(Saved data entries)
----
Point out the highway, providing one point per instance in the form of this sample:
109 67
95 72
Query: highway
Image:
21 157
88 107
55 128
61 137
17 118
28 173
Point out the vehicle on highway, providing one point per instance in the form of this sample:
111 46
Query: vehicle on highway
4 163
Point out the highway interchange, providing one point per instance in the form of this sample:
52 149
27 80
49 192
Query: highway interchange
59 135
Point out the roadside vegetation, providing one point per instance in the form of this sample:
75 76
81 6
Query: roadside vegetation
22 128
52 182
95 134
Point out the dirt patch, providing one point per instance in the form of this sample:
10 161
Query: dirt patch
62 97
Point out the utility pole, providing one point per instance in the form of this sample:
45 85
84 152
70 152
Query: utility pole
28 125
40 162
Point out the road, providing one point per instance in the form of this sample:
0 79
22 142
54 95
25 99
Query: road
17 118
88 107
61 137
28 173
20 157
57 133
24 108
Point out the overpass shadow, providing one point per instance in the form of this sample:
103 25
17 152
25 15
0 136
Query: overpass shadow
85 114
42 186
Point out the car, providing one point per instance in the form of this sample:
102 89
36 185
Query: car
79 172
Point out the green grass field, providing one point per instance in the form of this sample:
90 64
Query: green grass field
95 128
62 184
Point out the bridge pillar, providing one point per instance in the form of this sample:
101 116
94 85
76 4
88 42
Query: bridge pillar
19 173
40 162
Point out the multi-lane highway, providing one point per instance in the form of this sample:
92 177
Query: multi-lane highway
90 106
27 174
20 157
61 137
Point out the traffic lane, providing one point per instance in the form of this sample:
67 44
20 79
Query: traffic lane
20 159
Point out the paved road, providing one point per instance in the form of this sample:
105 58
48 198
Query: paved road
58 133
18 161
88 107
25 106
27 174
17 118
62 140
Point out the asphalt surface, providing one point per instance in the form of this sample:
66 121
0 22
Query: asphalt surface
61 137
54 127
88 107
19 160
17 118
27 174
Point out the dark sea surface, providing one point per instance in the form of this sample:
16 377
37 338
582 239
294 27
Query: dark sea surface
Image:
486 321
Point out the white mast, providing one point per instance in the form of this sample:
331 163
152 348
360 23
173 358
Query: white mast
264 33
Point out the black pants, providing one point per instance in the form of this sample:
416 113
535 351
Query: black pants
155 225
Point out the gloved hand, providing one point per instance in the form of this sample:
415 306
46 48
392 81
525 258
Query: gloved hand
----
#### ACTION ITEM:
Line by line, copy the data above exactly as it reads.

#### ANSWER SPACE:
Point out the highway, providing one point per instance in the form of this sample:
109 67
95 72
Query: highway
Image:
21 157
88 107
55 128
61 137
17 118
28 173
Point out the vehicle on highway, providing one point per instance in the form of this sample:
111 46
Query: vehicle on highway
4 163
Point out the highway interchange, providing one point per instance in the form of this sample:
52 149
27 80
49 192
Query: highway interchange
59 135
Point out the roadside vegetation, providing one point per instance in the form of this sample:
75 76
81 6
Query: roadside vegetation
22 128
52 182
95 134
Point out the dirt patch, providing one point per instance in the form of this sample:
10 161
Query: dirt patch
62 97
Point out the utility pole, providing one point per instance in the form of this sample:
45 85
84 152
70 152
Query: utility pole
28 125
40 162
Point out the road, providing one point per instance in the form of this sample:
0 79
22 142
54 95
25 99
Query: road
17 118
88 107
61 137
28 173
20 157
57 133
24 108
Point out the overpass shadow, providing one point per instance in the form of this sample:
103 25
17 152
25 15
0 136
Query: overpass shadow
85 114
42 186
Point out the car, providing one point per instance in the form of this sample:
102 89
36 185
Query: car
79 172
Point out the green grass field, providing one point per instance in the form of this sample:
90 64
Query: green grass field
95 128
62 184
Point out the bridge pillar, providing one point per instance in the form of this sample:
101 116
94 85
76 4
88 42
Query: bridge pillar
19 173
40 162
Point out the multi-lane highway, providing one point per instance in the form of this sample:
92 177
Query: multi-lane highway
90 106
27 174
20 157
61 137
Point out the traffic lane, providing one point per instance in the form of this sample:
67 44
20 79
Query: traffic lane
20 159
Point out the paved road, providing one point per instance in the form of this sample:
105 58
48 198
Query: paved road
58 133
18 161
88 107
25 106
27 174
17 118
62 140
Point out the asphalt surface, providing one point per instance in the form of this sample:
66 121
0 22
Query: asphalt surface
61 137
54 127
88 107
19 160
17 118
27 174
Point out the dark sea surface, providing one point per instance in the form of this sample:
16 377
37 338
582 239
294 27
Query: dark sea surface
Image:
486 321
Point out the white mast, providing one point per instance in the form of this sample:
331 163
152 348
360 23
173 358
Query: white mast
264 33
Point out the black pants, providing one point per instance in the form of this sample:
416 113
535 351
Query: black pants
155 225
Point out the gloved hand, providing one point per instance in the form of this sample:
415 306
46 48
392 81
525 258
Query: gloved hand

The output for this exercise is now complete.